-- PASSAGE TO READ start --
Running jobs
Overview
Teaching: 30 min
Exercises: 10 minQuestions
How do I submit jobs that run python code?
How do I ensure that my python job has the packages it needs?
How do I get better input/output performance?
How do I use a GPU with my code?
Objectives
Be able to submit and run jobs that run python code
Be able to create virtual environments to install packages in a job
Create a virtual environment on local disk
Run a code on a GPU
Hello world job
Let’s write a short python program hello.py
that says “Hello” from the computer it is run on.
import subprocess
print("Hello from ...")
subprocess.run("hostname")
We can write a bash script hello.sh
that runs this program:
#!/bin/bash
module load python/3.11
python hello.py
You can give it a try on the command line:
bash hello.sh
Now it turns out that you could also submit this script as a batch job to Slurm:
sbatch hello.sh
The queue
You can check your jobs that are in the queue with:
squeue -u $USER
On the regular Alliance clusters, there is a shorthand command:
sq
Only queued (pending) and running jobs will be shown, so if your job has finished running you won’t see it in the queue
To see all of the jobs in the queue, you can run squeue
.
Output
Check out the output file (something that looks something like slurm-57.out
) to see what
happened with your job. Hopefully such a file exists and it has a hostname in the output.
But you really shouldn’t submit jobs this way …
When you submit a job that way, the scheduler gives your job some default computational resources. The defaults are pretty wimpy however, and it’s ofter better to tell the scheduler exactly what you want. Common defaults are 1 hour for run time, and 256MB for each CPU core.
We can modify our script to put in some comments, but these comments (all starting with #SBATCH
)
-- PASSAGE TO READ end --
-- INFORMATION GIVEN start --
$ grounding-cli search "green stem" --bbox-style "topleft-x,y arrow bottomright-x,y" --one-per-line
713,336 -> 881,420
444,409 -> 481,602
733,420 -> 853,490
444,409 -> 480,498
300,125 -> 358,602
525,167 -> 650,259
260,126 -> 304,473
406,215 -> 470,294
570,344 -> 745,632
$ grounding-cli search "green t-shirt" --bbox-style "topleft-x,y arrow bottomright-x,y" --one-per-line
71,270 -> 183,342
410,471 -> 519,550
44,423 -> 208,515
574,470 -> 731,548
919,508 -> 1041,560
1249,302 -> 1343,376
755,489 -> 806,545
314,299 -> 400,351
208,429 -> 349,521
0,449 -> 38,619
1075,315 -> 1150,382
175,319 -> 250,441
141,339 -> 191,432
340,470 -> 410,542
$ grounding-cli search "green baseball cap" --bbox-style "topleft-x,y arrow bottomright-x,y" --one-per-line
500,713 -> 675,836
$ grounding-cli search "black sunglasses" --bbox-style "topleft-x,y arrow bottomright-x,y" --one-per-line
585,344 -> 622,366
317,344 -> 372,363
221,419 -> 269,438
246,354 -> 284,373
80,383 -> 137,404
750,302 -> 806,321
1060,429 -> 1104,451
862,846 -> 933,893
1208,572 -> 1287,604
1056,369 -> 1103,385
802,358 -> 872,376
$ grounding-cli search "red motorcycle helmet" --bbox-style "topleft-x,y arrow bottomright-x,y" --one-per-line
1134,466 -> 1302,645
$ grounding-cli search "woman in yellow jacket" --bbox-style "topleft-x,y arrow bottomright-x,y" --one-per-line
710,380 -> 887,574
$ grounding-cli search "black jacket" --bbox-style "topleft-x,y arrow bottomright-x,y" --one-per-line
-- INFORMATION GIVEN end --
**REQUESTS**
a – In the running-jobs tutorial, what are the common scheduler defaults for run time and memory?
b – Rewrite the running-jobs tutorial between "How do I get" and "it is run on.", inclusive, replacing "GPU" with "graphics card".
The entries are not needed for this work.

**FINAL ANSWERS**
a – 1 hour of run time and 256MB for each CPU core.

b –
How do I get better input/output performance?
How do I use a graphics card with my code?
Objectives
Be able to submit and run jobs that run python code
Be able to create virtual environments to install packages in a job
Create a virtual environment on local disk
Run a code on a graphics card
Hello world job
Let’s write a short python program hello.py
that says “Hello” from the computer it is run on.